Passage:
»»
Marijuana might look and smell natural
, but its ecological footprint is anything but green. Pot is power hungry.
The $3.5bn cannabis industry is one of the nation’s most energy
intensive, often demanding 24-hour indoor lighting rigs, heating,
ventilation and air-conditioning systems at multiplying grow sites.
As many as 10 states could legalize recreational marijuana this year,
which means the resultant electricity consumption could cause problems
for public utilities and city officials.
A study by scientist Evan Mills, with the Lawrence Berkeley National
Laboratory, revealed that legalized indoor marijuana-growing operations
account for 1% of total electricity use in the US, at a cost of $6bn per
year. Annually, such consumption produces 15m tons of greenhouse gas
emissions (CO2), equal to that of three million average cars.
In 2012, Colorado became the first state to legalize recreational
marijuana. Two years later, Denver’s 362 marijuana grow facilities
consumed more than 2% of the city’s electricity usage. Statewide
facilities are behind roughly half of Colorado’s new power demands.
Cannabis
growers are moving slowly toward energy efficient practices, largely
out of fear for how changes might affect the quality of their product.
“They approach these things with a great deal of caution, especially
when you talk about things that have a crop-wide effect,” said Ron Flax,
sustainability examiner for Boulder County, Colorado.
««
Your goal: In the passage on cannabis and energy use, what share of Denver's electricity did the city's 362 marijuana grow facilities consume? The material that follows isn't needed for the task.

Data rows:
»»
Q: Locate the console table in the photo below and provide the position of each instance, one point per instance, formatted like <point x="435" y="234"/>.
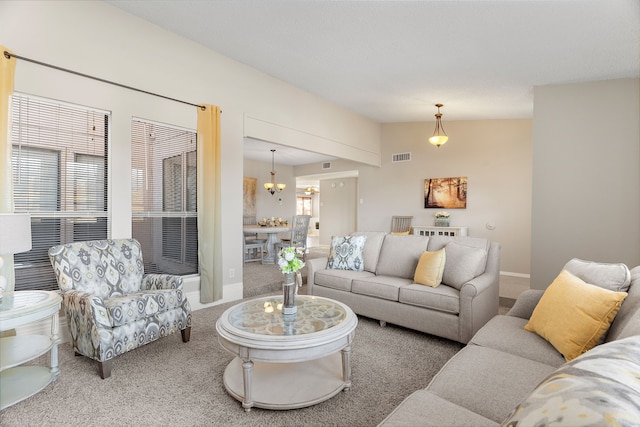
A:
<point x="16" y="309"/>
<point x="432" y="230"/>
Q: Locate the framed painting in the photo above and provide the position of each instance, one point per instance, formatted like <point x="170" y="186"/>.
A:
<point x="445" y="193"/>
<point x="249" y="196"/>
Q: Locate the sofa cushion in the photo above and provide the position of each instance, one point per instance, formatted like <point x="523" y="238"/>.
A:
<point x="507" y="334"/>
<point x="338" y="279"/>
<point x="385" y="287"/>
<point x="426" y="409"/>
<point x="627" y="321"/>
<point x="615" y="277"/>
<point x="346" y="253"/>
<point x="463" y="263"/>
<point x="573" y="315"/>
<point x="442" y="298"/>
<point x="371" y="251"/>
<point x="400" y="254"/>
<point x="126" y="309"/>
<point x="601" y="387"/>
<point x="430" y="268"/>
<point x="487" y="381"/>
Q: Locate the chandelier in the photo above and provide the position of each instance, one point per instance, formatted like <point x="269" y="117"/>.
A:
<point x="311" y="190"/>
<point x="439" y="136"/>
<point x="271" y="186"/>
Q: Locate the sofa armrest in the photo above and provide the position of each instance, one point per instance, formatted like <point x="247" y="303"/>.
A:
<point x="479" y="297"/>
<point x="161" y="281"/>
<point x="89" y="323"/>
<point x="525" y="304"/>
<point x="314" y="265"/>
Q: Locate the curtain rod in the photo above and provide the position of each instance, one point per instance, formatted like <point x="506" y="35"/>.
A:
<point x="8" y="55"/>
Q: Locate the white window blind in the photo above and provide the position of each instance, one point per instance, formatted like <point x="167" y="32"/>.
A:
<point x="59" y="165"/>
<point x="163" y="196"/>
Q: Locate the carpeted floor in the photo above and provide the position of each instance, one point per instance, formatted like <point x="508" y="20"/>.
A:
<point x="168" y="382"/>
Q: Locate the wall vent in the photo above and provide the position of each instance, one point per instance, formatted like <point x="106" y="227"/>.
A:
<point x="401" y="157"/>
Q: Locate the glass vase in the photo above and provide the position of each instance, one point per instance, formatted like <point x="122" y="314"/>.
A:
<point x="289" y="294"/>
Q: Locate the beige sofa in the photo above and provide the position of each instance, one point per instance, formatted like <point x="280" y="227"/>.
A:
<point x="385" y="289"/>
<point x="495" y="378"/>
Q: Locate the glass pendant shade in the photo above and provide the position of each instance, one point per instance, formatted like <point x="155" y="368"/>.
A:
<point x="439" y="136"/>
<point x="271" y="186"/>
<point x="438" y="140"/>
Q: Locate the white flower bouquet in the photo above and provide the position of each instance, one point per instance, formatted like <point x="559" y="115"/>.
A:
<point x="288" y="260"/>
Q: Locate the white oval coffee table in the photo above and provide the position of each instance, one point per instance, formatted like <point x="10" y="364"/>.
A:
<point x="287" y="362"/>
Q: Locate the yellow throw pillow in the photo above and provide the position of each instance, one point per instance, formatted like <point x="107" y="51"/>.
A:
<point x="573" y="315"/>
<point x="430" y="268"/>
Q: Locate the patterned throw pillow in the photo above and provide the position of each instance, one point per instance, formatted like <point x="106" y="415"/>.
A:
<point x="599" y="388"/>
<point x="346" y="253"/>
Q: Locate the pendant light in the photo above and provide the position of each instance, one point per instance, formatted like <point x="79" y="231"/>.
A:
<point x="271" y="186"/>
<point x="439" y="136"/>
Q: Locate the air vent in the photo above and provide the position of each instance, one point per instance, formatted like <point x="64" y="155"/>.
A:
<point x="401" y="157"/>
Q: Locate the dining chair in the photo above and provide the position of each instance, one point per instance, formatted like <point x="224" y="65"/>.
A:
<point x="401" y="224"/>
<point x="251" y="237"/>
<point x="299" y="232"/>
<point x="252" y="250"/>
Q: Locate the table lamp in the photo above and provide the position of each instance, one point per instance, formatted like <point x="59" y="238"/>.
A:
<point x="15" y="237"/>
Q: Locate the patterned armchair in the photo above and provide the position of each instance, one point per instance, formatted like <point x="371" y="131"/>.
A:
<point x="111" y="305"/>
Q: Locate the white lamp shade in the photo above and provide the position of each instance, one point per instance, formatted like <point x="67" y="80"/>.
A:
<point x="15" y="233"/>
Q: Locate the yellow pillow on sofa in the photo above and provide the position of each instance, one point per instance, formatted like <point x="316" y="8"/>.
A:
<point x="430" y="268"/>
<point x="573" y="315"/>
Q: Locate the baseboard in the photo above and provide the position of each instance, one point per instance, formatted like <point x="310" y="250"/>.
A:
<point x="511" y="274"/>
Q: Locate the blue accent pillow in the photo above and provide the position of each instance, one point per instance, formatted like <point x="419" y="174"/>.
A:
<point x="346" y="253"/>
««
Exercise output: More than 2% of the city's electricity usage.